• **TO BE DONE**:
Find every line in the records below that contains the string "blue" and copy each of those lines in full. Case counts, so a line with the string in different capitalization doesn't match.

• **EXERCISE INPUT**:
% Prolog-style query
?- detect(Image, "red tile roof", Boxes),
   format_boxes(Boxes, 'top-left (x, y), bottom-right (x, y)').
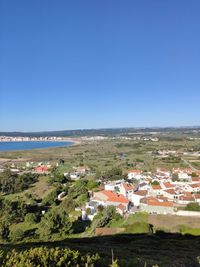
top-left (133, 190), bottom-right (147, 196)
top-left (151, 184), bottom-right (162, 190)
top-left (163, 182), bottom-right (174, 188)
top-left (122, 183), bottom-right (134, 191)
top-left (190, 183), bottom-right (200, 188)
top-left (117, 204), bottom-right (126, 211)
top-left (128, 170), bottom-right (142, 174)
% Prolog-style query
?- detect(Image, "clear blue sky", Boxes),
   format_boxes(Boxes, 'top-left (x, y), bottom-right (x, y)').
top-left (0, 0), bottom-right (200, 131)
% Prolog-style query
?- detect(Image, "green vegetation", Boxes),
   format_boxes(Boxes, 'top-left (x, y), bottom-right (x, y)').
top-left (0, 170), bottom-right (38, 194)
top-left (0, 247), bottom-right (100, 267)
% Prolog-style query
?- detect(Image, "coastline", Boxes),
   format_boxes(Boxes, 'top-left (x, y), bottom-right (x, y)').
top-left (0, 138), bottom-right (81, 145)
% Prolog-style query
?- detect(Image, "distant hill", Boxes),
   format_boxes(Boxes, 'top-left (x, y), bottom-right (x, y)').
top-left (0, 126), bottom-right (200, 137)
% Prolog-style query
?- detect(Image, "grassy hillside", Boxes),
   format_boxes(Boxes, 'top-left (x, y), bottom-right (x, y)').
top-left (1, 232), bottom-right (200, 267)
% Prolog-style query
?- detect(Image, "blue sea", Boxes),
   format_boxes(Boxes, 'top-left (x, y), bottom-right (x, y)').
top-left (0, 141), bottom-right (73, 151)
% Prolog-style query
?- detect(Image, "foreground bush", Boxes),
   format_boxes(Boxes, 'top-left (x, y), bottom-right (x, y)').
top-left (0, 247), bottom-right (100, 267)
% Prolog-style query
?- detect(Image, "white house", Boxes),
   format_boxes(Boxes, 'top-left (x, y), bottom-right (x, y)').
top-left (119, 183), bottom-right (134, 201)
top-left (131, 190), bottom-right (148, 207)
top-left (128, 170), bottom-right (142, 180)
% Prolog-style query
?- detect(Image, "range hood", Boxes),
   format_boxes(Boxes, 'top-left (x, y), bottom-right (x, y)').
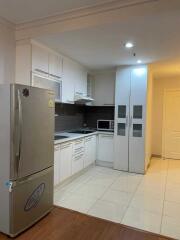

• **ANSWER TO THE EXERCISE**:
?- detect(Image, "clear blue sky", Boxes),
?- detect(Image, "blue sea", Boxes),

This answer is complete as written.